■ Page extract:
DS :: I was most influenced by the work of John-Claude Risset who was kind and generous enough to take an interest in my passion for computer music. I was fascinated by his Shepard-Risset glissando and the barber pole effect. I was excited to interact with the composers that worked with GROOVE at that time. Later, in 1984 I did a one week performance residency at the Pompidou Center where I saw the IRCAM institute that was led by Jean-Claude Risset.

DS :: I spent time with Laurie Spiegel later in the 80’s where our paths often crossed. I was an early user and booster of “Music Mouse,” her innovative music generation software. I have always admired her compositions and her pioneering spirit.

DS :: I became involved with the ALOHA project, the radio transmission of packetized data that helped create the TCP/IP protocol suite and the ARPANET through my father’s friends, Norman Abramson and Frank Kuo. I ran a testing outpost that was a teletype and a buffer/transmitter on the third floor of a university building that had a line of sight to the University of Hawaii’s computer center. I played text-based games on the early internet when there were only 16 non-classified places to go. I was a 19 year old kid who was mad for technology in any form.

DS :: I studied and played acoustic instruments such as guitar, piano, orchestral harp and recorders. I added analog processing to digital sounds to warm up cold timbres to sounds that would please my ears. I grew up listening to baroque, classical and romantic music as a result of my father’s taste in music. I used controlled elements of randomness in both musical composition and sound processing to make the music of my imagination.

DS :: Both Laurie Spiegel and Larry Fast would come by to do some recording. I spent and afternoon with Bob Moog showing him the Alles Machine. From the fall of 1979 until 1982 when the machine fell into disrepair I was the only one working with it on a daily basis. Besides “Sea of Bliss” I made a 5 other pieces of music using the instruments unique properties.

DS :: The Alles Machine had a very early and somewhat crude implementation of digital reverb and digital pitch-shifting. I drove both using my voice through the microphone.

DS :: In the late 80’s I worked with the Telecommunications For The Handicapped project at BELLCORE, Bell Communications Research. I built a voice-controlled jukebox with several dozen spoken commands that would control a musical sequence. We trained it with the damaged speech of cerebral palsy children at the NJ Metheny School. It was wonderful to see the excitement of the children as they controlled music from their utterances.

DS :: Doug Beyer was the software architect of the Alles Machine and a great innovator. I am working with Stuart Diamond and mathematician Chuck Heaton to create software that will bring some of his innovations that were part of the Alles Machine to the present world of MIDI.

DS :: I am entirely focused on live performance of improvised electronic music in baroque, classical and romantic styles. Perhaps “classitronic” would be a name for this genre, but not really, since I am improvising new music and not reproducing compositions from the past. Neither “New Age” nor “Ambient” would accurately classify my current work. I seem to be well tolerated by the kind and gentle community of composers in the “Ambient Electronica” genre since I perform on electronic keyboards. Listen here for many examples of my live improvised electronic classical music.

■ Work order 1:
In the interview excerpt, in what year did DS do a one-week performance residency at the Pompidou Center?
■ Work order 2:
List the acoustic instruments that DS says they studied and played in the interview excerpt.
■ Work order 3:
Summarize the interview excerpt in two sentences.
The listing after this point is separate material and not part of the interview excerpt.

[Collected data]
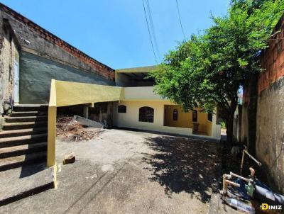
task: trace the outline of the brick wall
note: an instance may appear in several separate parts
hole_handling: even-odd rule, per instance
[[[21,22],[23,25],[28,26],[31,30],[32,30],[37,35],[40,35],[41,38],[44,38],[45,40],[48,40],[50,43],[60,47],[72,55],[80,59],[82,62],[88,64],[92,68],[91,72],[97,73],[100,76],[102,76],[108,79],[114,80],[114,70],[113,69],[90,57],[76,47],[72,46],[60,38],[43,29],[36,23],[1,3],[0,8],[1,10],[3,10],[3,11],[8,13],[9,16],[12,16],[13,18]]]
[[[284,15],[262,55],[265,72],[258,79],[256,157],[268,176],[268,184],[284,193]]]
[[[261,57],[261,67],[264,72],[258,77],[258,94],[284,76],[284,16],[272,35],[274,35],[270,38],[268,47]]]

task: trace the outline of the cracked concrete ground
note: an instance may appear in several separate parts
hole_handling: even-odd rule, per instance
[[[87,142],[57,140],[58,188],[0,208],[1,213],[207,213],[219,144],[105,130]],[[75,152],[76,162],[62,165]]]

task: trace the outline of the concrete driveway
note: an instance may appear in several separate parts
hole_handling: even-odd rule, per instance
[[[58,189],[1,213],[207,213],[218,143],[105,130],[87,142],[57,141]],[[76,162],[62,165],[75,152]]]

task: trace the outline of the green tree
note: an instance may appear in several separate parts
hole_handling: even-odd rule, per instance
[[[233,0],[228,14],[212,17],[202,35],[192,35],[165,55],[152,74],[155,92],[185,111],[222,108],[227,141],[233,141],[238,90],[261,72],[259,57],[284,11],[284,0]]]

■ Written answer 1:
1984

■ Written answer 2:
Guitar, piano, orchestral harp, recorders

■ Written answer 3:
DS describes early involvement with computer music and technology, including the ALOHA project, daily work on the Alles Machine from 1979 until 1982, and a voice-controlled jukebox built at BELLCORE for the Telecommunications For The Handicapped project. DS now focuses entirely on live performance of improvised electronic music in baroque, classical and romantic styles.